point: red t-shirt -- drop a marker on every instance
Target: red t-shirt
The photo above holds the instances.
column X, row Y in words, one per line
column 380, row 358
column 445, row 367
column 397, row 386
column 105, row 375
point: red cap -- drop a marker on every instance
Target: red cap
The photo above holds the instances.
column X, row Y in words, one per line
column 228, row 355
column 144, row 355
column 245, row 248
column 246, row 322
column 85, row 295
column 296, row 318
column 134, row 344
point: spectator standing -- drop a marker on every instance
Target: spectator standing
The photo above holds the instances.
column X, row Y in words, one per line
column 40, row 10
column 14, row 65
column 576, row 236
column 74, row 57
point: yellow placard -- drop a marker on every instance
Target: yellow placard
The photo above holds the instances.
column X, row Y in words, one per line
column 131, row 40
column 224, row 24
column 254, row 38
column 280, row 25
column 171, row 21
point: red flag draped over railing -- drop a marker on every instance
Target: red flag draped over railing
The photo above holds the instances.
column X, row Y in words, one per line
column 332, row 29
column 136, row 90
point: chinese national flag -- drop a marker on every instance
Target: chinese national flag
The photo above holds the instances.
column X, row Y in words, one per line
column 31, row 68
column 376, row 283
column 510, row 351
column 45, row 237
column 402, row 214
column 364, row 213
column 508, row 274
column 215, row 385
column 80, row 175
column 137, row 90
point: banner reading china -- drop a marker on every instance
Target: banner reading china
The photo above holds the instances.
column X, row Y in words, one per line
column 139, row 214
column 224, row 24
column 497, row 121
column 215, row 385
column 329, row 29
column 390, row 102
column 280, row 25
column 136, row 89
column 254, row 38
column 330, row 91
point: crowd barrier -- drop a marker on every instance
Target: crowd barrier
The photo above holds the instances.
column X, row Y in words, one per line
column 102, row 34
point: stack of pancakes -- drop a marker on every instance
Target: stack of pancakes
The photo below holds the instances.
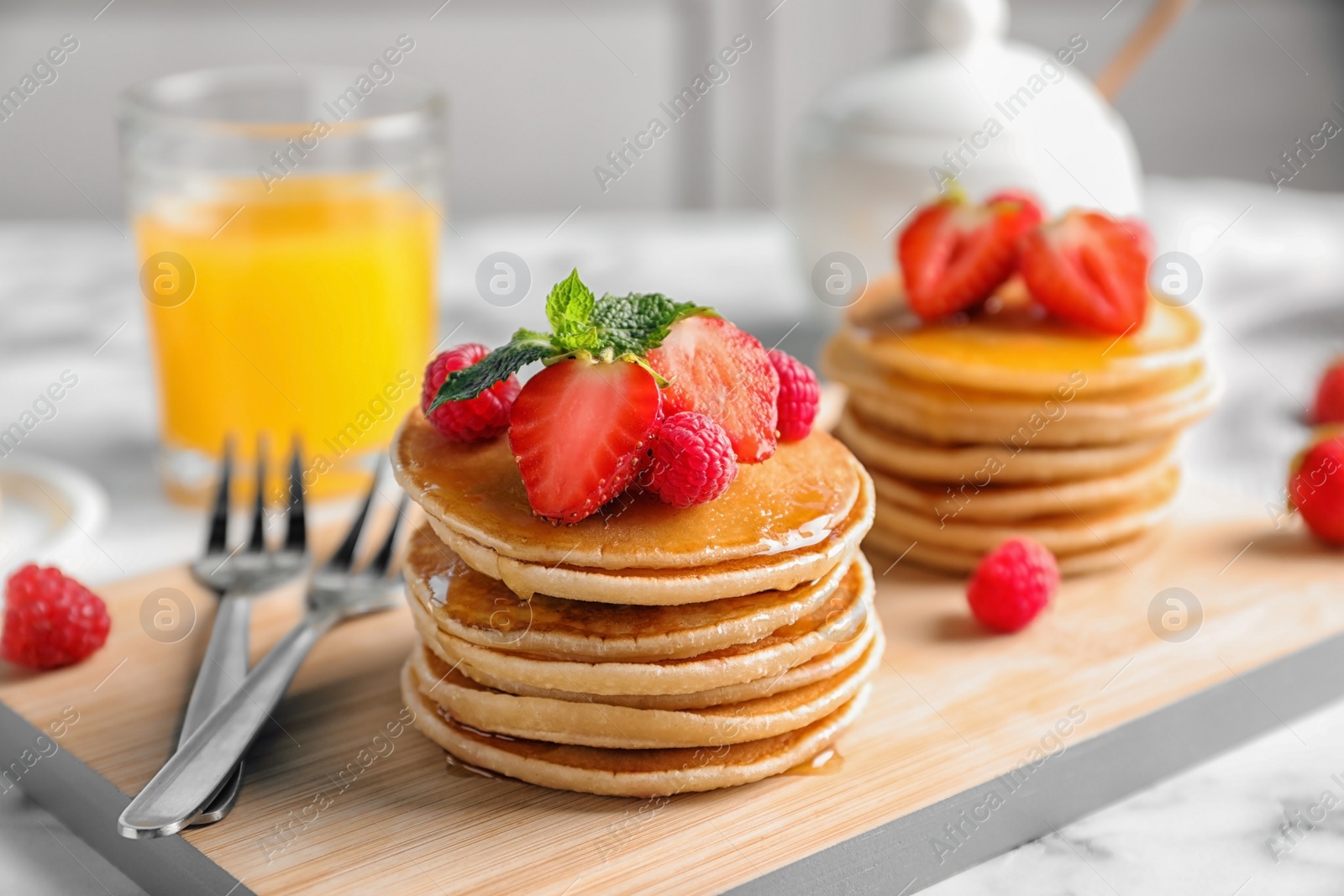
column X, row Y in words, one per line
column 1007, row 423
column 645, row 651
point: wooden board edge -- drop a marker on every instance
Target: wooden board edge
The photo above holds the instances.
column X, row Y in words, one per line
column 89, row 805
column 905, row 856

_ _ _ _ _

Reproduce the material word for word, starting at the line that contains "point: stack of" and continuing through the end of the material, with both ends included. Leave the pictures out of your answer.

point: stack of pancakes -- drop a marker on every instance
Target: stack of pancakes
The photo below holds the instances.
column X, row Y in words, one per line
column 1007, row 423
column 645, row 651
point: wooden board edge -- drop a marker on every instance
Target: wooden board edge
The photo above holds the instances.
column X, row Y in words, one per line
column 89, row 805
column 905, row 856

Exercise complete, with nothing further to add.